• THE TASK:
Nothing in the records should be altered; retype them all exactly.

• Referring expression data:

_ _ _

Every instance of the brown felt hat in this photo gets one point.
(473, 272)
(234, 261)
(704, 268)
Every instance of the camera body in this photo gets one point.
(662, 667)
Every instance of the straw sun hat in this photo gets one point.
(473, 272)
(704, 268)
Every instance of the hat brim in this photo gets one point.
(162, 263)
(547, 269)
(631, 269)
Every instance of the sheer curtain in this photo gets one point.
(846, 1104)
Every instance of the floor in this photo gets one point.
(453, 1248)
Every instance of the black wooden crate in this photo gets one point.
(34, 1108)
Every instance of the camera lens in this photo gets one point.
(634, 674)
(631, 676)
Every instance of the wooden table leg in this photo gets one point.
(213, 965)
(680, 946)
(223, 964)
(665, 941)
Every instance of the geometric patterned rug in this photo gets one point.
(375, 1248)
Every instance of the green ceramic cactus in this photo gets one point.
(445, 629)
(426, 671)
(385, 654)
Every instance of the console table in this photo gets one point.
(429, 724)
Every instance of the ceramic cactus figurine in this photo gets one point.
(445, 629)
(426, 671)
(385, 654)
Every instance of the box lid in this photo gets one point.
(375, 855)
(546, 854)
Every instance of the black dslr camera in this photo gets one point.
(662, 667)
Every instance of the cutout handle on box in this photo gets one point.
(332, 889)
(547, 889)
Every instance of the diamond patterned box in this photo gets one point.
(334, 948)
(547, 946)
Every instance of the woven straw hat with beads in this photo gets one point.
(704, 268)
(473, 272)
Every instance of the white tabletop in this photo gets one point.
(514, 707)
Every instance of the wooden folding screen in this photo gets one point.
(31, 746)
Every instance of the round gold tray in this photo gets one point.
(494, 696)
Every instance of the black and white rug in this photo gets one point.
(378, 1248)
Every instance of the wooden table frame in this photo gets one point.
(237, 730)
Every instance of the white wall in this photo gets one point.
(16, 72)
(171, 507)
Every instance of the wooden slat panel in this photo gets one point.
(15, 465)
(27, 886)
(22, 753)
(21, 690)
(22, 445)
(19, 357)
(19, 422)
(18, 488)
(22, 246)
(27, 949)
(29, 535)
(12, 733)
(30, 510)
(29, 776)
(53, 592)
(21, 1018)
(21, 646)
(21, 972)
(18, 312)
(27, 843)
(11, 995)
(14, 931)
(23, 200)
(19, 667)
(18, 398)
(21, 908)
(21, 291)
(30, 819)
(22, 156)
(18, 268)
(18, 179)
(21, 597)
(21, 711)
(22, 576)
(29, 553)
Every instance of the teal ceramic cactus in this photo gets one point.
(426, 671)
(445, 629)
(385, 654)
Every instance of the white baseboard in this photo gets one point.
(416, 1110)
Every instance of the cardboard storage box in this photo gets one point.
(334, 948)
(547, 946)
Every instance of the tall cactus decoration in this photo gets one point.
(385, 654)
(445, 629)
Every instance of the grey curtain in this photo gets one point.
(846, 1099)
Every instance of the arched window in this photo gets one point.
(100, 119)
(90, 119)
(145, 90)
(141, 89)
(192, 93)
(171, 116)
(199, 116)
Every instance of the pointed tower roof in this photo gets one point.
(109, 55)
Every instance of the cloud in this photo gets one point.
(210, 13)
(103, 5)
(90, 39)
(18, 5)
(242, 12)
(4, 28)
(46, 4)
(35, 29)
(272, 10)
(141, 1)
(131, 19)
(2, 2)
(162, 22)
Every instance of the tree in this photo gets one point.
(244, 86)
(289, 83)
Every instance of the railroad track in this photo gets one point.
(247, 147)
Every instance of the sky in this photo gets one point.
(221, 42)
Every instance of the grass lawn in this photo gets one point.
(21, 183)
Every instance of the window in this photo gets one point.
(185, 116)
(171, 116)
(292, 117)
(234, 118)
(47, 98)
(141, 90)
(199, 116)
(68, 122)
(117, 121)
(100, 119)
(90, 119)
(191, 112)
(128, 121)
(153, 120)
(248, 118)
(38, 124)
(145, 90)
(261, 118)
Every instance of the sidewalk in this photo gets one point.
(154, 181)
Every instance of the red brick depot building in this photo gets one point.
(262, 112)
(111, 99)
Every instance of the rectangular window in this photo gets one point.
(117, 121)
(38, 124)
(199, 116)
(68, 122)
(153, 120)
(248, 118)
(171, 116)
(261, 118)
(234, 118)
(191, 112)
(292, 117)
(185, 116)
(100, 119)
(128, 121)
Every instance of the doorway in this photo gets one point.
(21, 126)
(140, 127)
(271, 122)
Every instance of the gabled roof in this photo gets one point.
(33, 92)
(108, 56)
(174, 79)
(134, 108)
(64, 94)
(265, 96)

_ _ _

• ANSWER TO THE PROBLEM:
Every instance of the brown felt hat in this photo gets one point.
(473, 272)
(234, 261)
(704, 268)
Every instance of the camera body in this photo gets one point.
(662, 667)
Every instance of the straw sun hat in this photo gets one point.
(473, 272)
(704, 268)
Every instance of the hat brim in this photo gets one point.
(162, 263)
(547, 269)
(631, 269)
Every instance of the sheer curtain in this photo gets one point.
(846, 1104)
Every instance of the floor in this photo gets one point.
(453, 1248)
Every instance of the black wooden crate in this photo gets one point.
(34, 1108)
Every instance of the camera lens in this photo gets one point.
(634, 674)
(631, 676)
Every instance of the wooden table leg in this photo gets one point.
(213, 965)
(680, 946)
(223, 964)
(665, 941)
Every instance of the geometric patterned rug in this photo gets one point.
(375, 1248)
Every instance of the green ceramic cactus in this photo gets one point.
(445, 629)
(426, 671)
(385, 654)
Every instance of the console table in this photo gets one point.
(429, 724)
Every instance of the ceramic cactus figurine in this photo gets one point.
(445, 629)
(426, 671)
(385, 654)
Every instance of the box lid in this photo gets one point.
(375, 855)
(546, 854)
Every instance of the black dslr camera in this photo gets one point.
(662, 667)
Every instance of the cutout handle on box in this photo gets one point.
(332, 889)
(547, 889)
Every instance of the diamond patterned box in this photo gets one point.
(334, 948)
(547, 946)
Every instance of the woven straw hat with beads in this photo gets one point.
(704, 268)
(473, 272)
Every instance of the white tabletop in this photo gets one point.
(514, 707)
Every instance of the wooden folding screen in this photo gets one point.
(31, 746)
Every instance of the round gold tray in this photo gets one point.
(494, 696)
Every instance of the black and white rug in this photo gets one point.
(378, 1248)
Every instance of the wooden table frame in this photo gets one point.
(237, 730)
Every instance of the white wall in this photo gets one point.
(16, 72)
(171, 507)
Every instance of the wooden slat panel in this photo gets one point.
(15, 465)
(27, 886)
(22, 753)
(21, 690)
(22, 445)
(19, 357)
(19, 422)
(18, 488)
(22, 246)
(27, 949)
(29, 535)
(12, 733)
(30, 510)
(29, 776)
(53, 592)
(21, 1018)
(21, 646)
(21, 972)
(18, 312)
(27, 843)
(11, 995)
(14, 931)
(23, 200)
(19, 667)
(18, 398)
(21, 908)
(21, 291)
(30, 819)
(22, 156)
(18, 268)
(18, 179)
(21, 597)
(21, 711)
(22, 576)
(29, 553)
Every instance of the teal ceramic cactus in this photo gets one point.
(426, 671)
(445, 629)
(385, 654)
Every instance of the white baseboard in this photo gets one point.
(416, 1110)
Every instance of the cardboard storage box in this photo gets one point.
(334, 948)
(547, 946)
Every instance of the tall cactus decoration in this photo gets one point.
(385, 654)
(445, 629)
Every instance of the grey curtain in this photo gets one point.
(846, 1099)
Every instance of the arched window in this photo gets one point.
(100, 119)
(90, 119)
(145, 90)
(141, 89)
(192, 93)
(171, 116)
(199, 116)
Every instance of the pointed tower roof in this photo gets one point.
(109, 55)
Every instance of the cloud in this photo gets one point.
(210, 13)
(103, 5)
(90, 39)
(18, 5)
(242, 12)
(4, 28)
(46, 4)
(35, 29)
(272, 10)
(141, 1)
(131, 19)
(2, 2)
(162, 22)
Every instance of the tree in this photo gets one point.
(244, 86)
(289, 83)
Every instance of the railroad track in this photo gets one point.
(247, 147)
Every instance of the sky in this photo gets one point.
(221, 42)
Every instance of the grass lawn in this photo gets one point.
(21, 183)
Every instance of the window in this photo gets one point.
(185, 116)
(171, 116)
(292, 117)
(234, 118)
(47, 98)
(141, 90)
(199, 116)
(68, 122)
(117, 121)
(100, 119)
(90, 119)
(191, 112)
(128, 121)
(153, 120)
(248, 118)
(38, 124)
(145, 90)
(261, 118)
Every instance of the sidewalk in this photo gets one point.
(154, 181)
Every instance of the red brick depot building in this photo gets one point.
(262, 112)
(111, 99)
Every instance of the rectangular window in this photo gets one point.
(117, 121)
(38, 124)
(199, 116)
(68, 122)
(153, 120)
(248, 118)
(171, 116)
(261, 118)
(234, 118)
(191, 112)
(292, 117)
(185, 116)
(100, 119)
(128, 121)
Every instance of the doorway in this photo gets one point.
(21, 126)
(140, 127)
(271, 122)
Every instance of the gabled roof in this photo gets one point.
(33, 92)
(108, 56)
(174, 79)
(134, 108)
(64, 94)
(265, 96)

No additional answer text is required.